There is nothing a girl loves more than lathering her skin in the most luxurious creams or dabbing her wrists with the most luscious smelling perfume. Every day we use skin care products and cosmetics with no thought about the harmful chemicals used to make them. The skin care and cosmetics industry is unregulated, which means they can use whatever ingredients they want to keep you feeling beautiful, regardless of the implications it may have for your health.

Did you know that testing is seldom done before a product goes to market? Many people assume that if a product is available for purchase, it must be safe. This is not true at all. In our quest for the perfect skin and the shiniest locks, we may be undermining our health in a serious way.

 

 

Many of the skin care or personal care products we use on a daily basis contain chemicals linked to infertility, hormonal imbalances, thyroid imbalances, cancer and much more. Since our skin readily absorbs the products we put on it, it is important to be aware of the many toxic chemical ingredients to avoid. Here are the some of the most frequent toxins you can find in almost all cosmetic, hair, and body care products.

1,4-dioxane – A known carcinogen commonly found in cosmetics.  It is an eye and skin irritant. It is also known to depress the immune system.

Alcohol, Isopropyl (SD-40) – A main ingredient in astringents, facial cleansers, liquid soaps and lotions. It makes your skin feel cool and refreshed, yet is very damaging. While it cleans, it strips your skin’s natural acid mantle, making it more susceptible to bacteria. After the skin’s surface has been stripped, it takes up to twenty or more hours to reset its oil base. Long term use of alcohol dries the skin and creates a dependency for moisturizers. It is made from propylene, a petroleum derivative.

Alpha Hydroxy Acid (AHAs) – Fruit acids commonly used for acne, wrinkle reduction and exfoliation. AHAs remove the outermost layer of the skin to stimulate the cells in the lower layers to grow and divide. When overused, AHAs destroy the vital lipid layer that binds skin cells together. Long term, irreversable skin damage may result from its use.

Aluminium – Synthetic aluminium chemicals—aluminium chlorhydrate and aluminium zicarnium are generally marketed as anti-perspirants and are designed to block the pores from releasing sweat. Aluminium has been linked to Alzheimer’s disease, and is suspect as a contributor to breast cancer.

Butane – Aerosol propellant. Flammable and in high doses may be narcotic or cause asphyxiation. Often used as a humectant (butane-2,3-diol) to trap moisture. Commonly found in shaving cream, mousse products, conditioner, lip stick, and more.

Collagen -An insoluble fibrous protein that is too large to penetrate the skin. The collagen found in most skin care products is derived from animal skins and ground up chicken feet. This ingredient forms a layer of film that may suffocate the skin.

**Entries provided**:
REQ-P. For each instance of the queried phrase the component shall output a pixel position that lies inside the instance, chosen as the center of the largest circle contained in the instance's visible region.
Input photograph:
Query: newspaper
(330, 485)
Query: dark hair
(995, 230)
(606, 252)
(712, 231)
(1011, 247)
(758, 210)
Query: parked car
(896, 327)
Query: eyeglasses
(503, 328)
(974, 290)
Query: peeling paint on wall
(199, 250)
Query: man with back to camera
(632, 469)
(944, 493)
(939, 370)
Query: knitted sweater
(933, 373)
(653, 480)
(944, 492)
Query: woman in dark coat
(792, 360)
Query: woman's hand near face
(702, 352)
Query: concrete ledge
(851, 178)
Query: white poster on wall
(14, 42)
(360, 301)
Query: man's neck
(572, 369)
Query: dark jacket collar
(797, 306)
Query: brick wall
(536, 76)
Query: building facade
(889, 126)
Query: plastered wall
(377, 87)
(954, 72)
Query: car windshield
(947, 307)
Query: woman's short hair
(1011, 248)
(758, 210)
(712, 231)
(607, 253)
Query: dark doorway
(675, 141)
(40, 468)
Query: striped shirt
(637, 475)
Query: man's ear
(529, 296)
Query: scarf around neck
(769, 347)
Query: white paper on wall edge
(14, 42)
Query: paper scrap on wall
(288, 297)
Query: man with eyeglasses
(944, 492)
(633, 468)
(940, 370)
---
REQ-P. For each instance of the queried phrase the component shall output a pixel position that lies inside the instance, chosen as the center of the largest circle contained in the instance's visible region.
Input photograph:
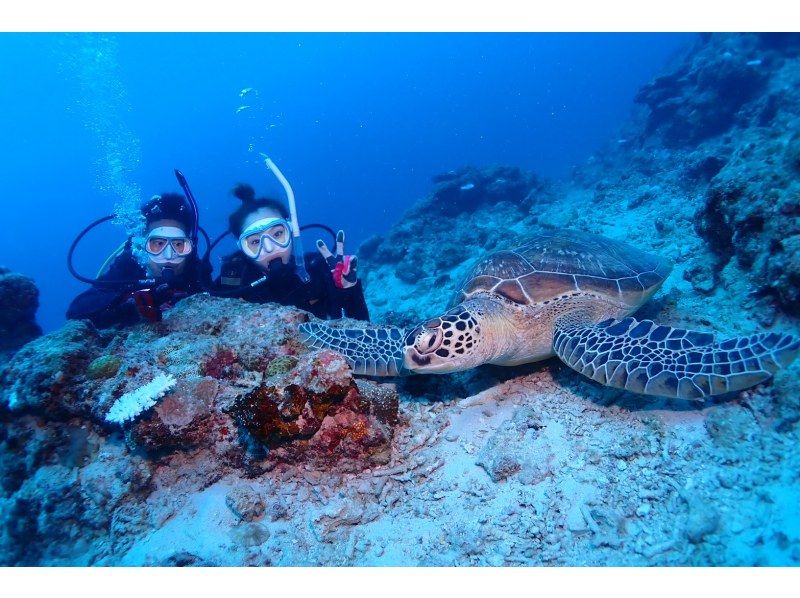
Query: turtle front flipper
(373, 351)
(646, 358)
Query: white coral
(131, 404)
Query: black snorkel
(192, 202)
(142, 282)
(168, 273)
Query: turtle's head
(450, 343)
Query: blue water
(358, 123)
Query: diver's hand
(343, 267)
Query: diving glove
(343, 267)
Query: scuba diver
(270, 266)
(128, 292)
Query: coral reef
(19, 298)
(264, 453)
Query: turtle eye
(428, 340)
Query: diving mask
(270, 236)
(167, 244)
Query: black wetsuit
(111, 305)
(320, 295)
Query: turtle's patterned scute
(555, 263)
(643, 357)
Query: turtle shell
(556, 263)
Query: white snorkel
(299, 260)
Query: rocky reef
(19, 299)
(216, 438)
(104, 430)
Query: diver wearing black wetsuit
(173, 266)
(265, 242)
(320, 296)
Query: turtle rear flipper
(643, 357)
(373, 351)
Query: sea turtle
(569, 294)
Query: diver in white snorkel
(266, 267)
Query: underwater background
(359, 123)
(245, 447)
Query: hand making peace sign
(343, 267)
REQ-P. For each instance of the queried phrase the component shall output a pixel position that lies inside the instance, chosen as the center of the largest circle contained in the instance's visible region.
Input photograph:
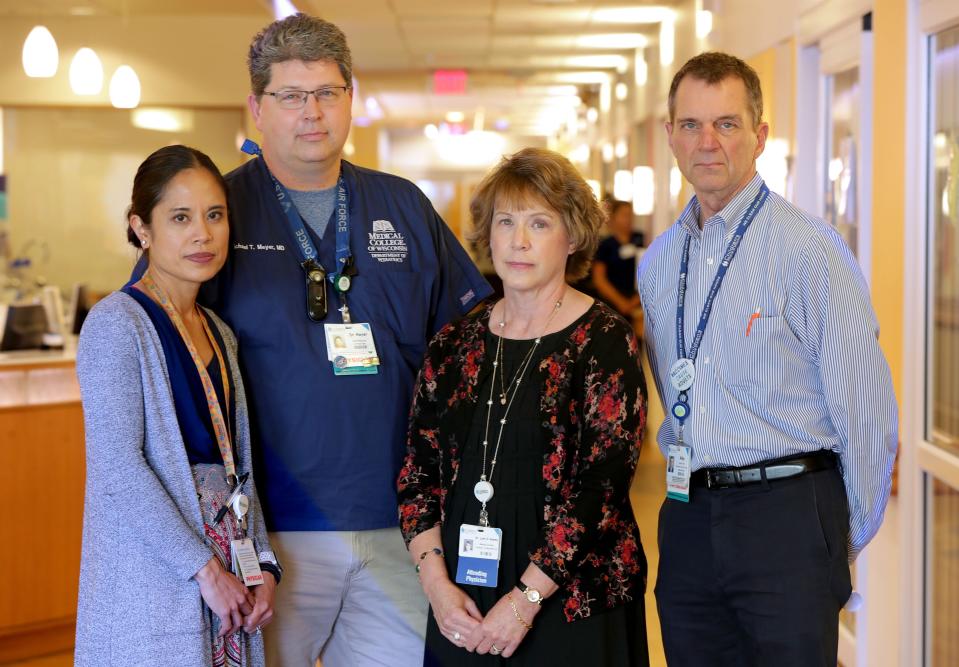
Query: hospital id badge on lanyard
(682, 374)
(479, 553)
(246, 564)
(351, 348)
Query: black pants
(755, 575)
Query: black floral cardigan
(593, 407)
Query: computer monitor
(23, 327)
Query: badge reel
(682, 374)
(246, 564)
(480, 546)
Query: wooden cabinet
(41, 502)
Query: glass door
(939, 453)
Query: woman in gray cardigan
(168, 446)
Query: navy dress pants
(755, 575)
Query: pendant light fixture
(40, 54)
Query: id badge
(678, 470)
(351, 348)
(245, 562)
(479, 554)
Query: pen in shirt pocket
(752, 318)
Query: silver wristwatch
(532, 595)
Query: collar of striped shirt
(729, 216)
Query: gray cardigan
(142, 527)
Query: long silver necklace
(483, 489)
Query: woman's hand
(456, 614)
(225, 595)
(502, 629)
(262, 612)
* * *
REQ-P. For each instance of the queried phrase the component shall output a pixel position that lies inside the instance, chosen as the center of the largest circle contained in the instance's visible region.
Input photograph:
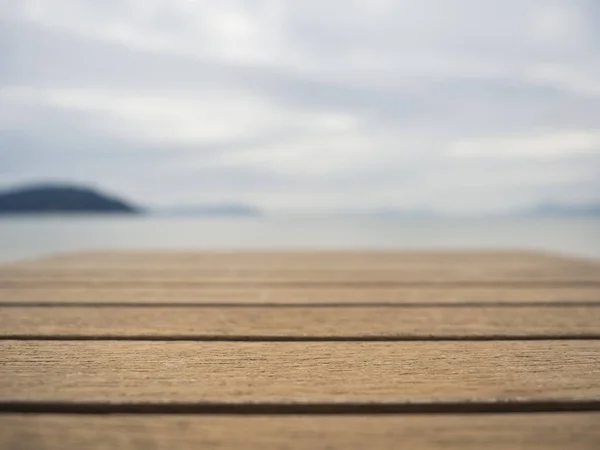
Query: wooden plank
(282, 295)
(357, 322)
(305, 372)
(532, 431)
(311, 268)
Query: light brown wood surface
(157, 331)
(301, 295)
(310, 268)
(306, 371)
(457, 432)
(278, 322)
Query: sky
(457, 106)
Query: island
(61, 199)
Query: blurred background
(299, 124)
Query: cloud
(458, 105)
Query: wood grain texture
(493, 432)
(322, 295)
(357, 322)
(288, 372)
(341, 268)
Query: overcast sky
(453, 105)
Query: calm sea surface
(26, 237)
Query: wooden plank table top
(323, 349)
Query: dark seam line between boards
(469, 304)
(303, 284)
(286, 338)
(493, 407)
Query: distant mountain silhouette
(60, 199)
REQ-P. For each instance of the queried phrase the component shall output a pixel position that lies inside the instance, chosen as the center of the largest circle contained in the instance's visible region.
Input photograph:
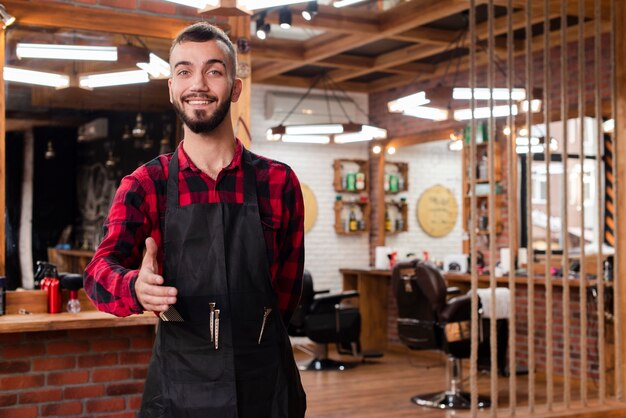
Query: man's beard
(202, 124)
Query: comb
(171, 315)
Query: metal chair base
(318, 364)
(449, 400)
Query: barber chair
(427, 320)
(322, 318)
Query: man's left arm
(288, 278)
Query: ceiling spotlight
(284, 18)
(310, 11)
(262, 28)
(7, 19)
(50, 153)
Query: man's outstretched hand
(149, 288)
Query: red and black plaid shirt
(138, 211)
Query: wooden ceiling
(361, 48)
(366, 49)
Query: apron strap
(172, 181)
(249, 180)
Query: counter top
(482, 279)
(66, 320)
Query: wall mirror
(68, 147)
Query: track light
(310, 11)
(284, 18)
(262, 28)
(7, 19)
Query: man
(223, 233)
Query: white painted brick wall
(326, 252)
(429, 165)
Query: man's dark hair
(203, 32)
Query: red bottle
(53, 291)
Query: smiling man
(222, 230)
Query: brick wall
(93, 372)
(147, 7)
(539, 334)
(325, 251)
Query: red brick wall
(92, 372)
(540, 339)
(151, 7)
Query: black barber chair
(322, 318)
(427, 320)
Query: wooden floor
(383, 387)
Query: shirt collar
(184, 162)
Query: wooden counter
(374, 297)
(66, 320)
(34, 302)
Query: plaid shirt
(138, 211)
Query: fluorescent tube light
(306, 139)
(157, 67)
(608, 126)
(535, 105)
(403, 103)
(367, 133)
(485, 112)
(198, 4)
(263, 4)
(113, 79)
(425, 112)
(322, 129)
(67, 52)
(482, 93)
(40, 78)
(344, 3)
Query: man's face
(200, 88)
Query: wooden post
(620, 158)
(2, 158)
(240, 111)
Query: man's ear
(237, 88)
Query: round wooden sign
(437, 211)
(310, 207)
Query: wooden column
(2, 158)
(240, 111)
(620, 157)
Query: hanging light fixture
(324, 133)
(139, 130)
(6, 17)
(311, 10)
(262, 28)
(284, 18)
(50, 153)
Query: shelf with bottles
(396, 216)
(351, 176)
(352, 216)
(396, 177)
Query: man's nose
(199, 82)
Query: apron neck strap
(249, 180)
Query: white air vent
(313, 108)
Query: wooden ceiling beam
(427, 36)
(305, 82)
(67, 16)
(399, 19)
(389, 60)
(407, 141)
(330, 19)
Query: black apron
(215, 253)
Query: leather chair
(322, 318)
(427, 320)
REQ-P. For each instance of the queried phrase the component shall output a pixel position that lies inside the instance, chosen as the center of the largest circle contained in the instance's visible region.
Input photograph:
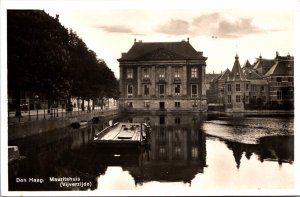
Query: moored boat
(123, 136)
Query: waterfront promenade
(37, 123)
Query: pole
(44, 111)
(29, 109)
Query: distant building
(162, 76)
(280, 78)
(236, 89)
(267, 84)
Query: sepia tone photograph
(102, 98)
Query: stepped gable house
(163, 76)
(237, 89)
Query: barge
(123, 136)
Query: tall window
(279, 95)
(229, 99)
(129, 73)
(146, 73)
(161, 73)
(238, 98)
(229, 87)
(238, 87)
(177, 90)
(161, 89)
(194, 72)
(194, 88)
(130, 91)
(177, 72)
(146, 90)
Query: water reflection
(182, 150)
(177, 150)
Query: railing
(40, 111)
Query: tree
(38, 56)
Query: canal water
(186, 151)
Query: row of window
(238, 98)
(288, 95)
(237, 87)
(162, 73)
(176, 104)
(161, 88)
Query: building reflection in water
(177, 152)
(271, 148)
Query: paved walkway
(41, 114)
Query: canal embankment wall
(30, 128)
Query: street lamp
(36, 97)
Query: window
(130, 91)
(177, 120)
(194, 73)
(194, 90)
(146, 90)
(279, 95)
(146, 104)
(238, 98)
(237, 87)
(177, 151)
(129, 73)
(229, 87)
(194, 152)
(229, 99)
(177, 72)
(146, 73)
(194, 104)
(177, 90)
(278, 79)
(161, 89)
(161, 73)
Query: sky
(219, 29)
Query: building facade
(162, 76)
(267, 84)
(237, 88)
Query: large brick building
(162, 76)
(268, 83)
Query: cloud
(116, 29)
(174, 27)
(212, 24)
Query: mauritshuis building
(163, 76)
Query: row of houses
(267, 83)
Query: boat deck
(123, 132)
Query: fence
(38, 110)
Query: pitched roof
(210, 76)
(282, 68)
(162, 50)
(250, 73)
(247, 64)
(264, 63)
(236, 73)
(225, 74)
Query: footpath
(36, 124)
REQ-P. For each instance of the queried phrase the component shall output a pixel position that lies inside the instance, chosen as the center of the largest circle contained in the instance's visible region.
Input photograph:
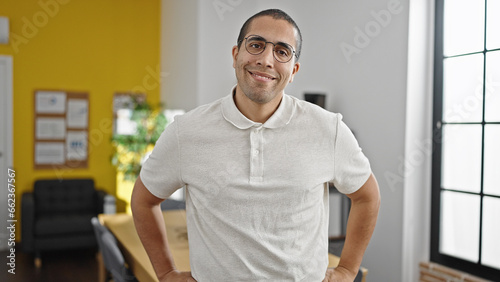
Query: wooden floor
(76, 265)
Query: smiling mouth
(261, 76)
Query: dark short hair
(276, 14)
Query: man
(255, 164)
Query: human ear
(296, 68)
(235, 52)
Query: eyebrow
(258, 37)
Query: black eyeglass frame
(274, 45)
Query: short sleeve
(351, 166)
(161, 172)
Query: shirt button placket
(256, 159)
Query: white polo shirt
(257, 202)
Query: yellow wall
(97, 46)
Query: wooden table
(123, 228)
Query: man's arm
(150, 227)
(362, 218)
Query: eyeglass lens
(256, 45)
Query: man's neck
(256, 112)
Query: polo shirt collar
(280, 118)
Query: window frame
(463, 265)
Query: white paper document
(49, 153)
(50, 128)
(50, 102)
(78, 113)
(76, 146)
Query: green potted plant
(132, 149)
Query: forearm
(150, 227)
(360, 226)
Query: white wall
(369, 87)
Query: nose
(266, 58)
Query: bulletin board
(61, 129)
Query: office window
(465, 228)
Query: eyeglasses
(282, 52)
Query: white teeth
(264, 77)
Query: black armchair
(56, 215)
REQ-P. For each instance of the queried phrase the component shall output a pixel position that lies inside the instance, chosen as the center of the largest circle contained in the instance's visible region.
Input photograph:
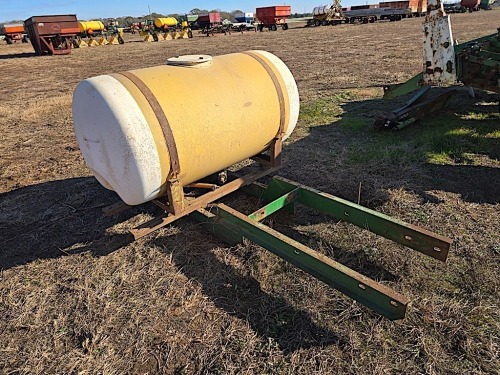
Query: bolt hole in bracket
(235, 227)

**Activities**:
a – In the text on harmful chemicals in skin care products, what is isopropyl alcohol (SD-40) made from?
b – Pick up the text on harmful chemicals in skin care products where it stops and keep it going.

**Task-by-task answers**:
a – Propylene, a petroleum derivative.

b –
DEA, MEA, TEA – Diethanolamine (DEA), Monoethanolamine (MEA), and Triethanolmine TEA) are hormone-disrupting chemicals known to form nitrates and nitrosamines, often in conjunction with other chemicals present, ie. Cocamide DEA, or Lauramide DEA. They are almost always in products that foam: bubble bath, body wash, shampoo, soap, facial cleanser. They also cause allergic reactions, irritate the eyes and dry the hair and skin. Can be carcinogenic, especially to the kidneys and liver.

Elastin – Comes primarily from cows and birds. It is a protein similar to collagen that is the main component of elastic fibers. Its effect on the skin is similar to collagen.

Fluorocarbons – A colorless, non-flammable gas or liquid that can produce mild upper respiratory tract irritation. Fluorocarbons are commonly used as a propellant in hairsprays and shaving creams.

Formaldehyde – A toxic, colorless gas that is an irritant and a carcinogen. When combined with water, formaldehyde is used as a disinfectant or preservative. Formaldehyde is found in many cosmetic products and conventional nail care systems.

Fragrance – When the word “fragrance,” is listed on a label, it means a synthetic fragrance is made in a test tube from any of over 200 synthetic chemicals. These “fragrance” chemicals, which can bio-accumulate in your organs, can cause many symptoms, such as headaches, lung problems, skin irritation, dizziness, memory impairment, rash, hyperpigmentation, vomiting, even potential brain damage and more. They are very cheap, toxic imitations of real herbal scents. “Fragrance” is found in everything from shampoo, perfume, soap, baby lotion, sunscreen, scented candles, and more.

Imidazolidinyl Urea and DMDM hydantoin – These formaldehyde-forming preservatives can cause joint pain, allergies, depression, headaches, chest pain, chronic fatigue, dizziness, insomnia and asthma. Can also weaken the immune system and can even cause cancer. Found in skin, body and hair products, antiperspirants and nail polish. Two trade names for these chemicals are Germall II and Germall 115.

Mineral Oil – A derivative of crude oil (petroleum) that is used industrially as a cutting fluid and lubricating oil. Mineral oil forms an oily film over the skin to lock in moisture, toxins and wastes, and hinders normal skin respiration by keeping oxygen out. Those allergic to petroleum products may develop skin irritations.

Padimate-O (octyl dimethyl, PABA) – Found mostly in sunscreens. Like DEA, a nitrosamine-forming agent. There’s concern that the energy absorbed by this sunscreen is then turned into free radicals, which may actually increase the risk of skin cancer.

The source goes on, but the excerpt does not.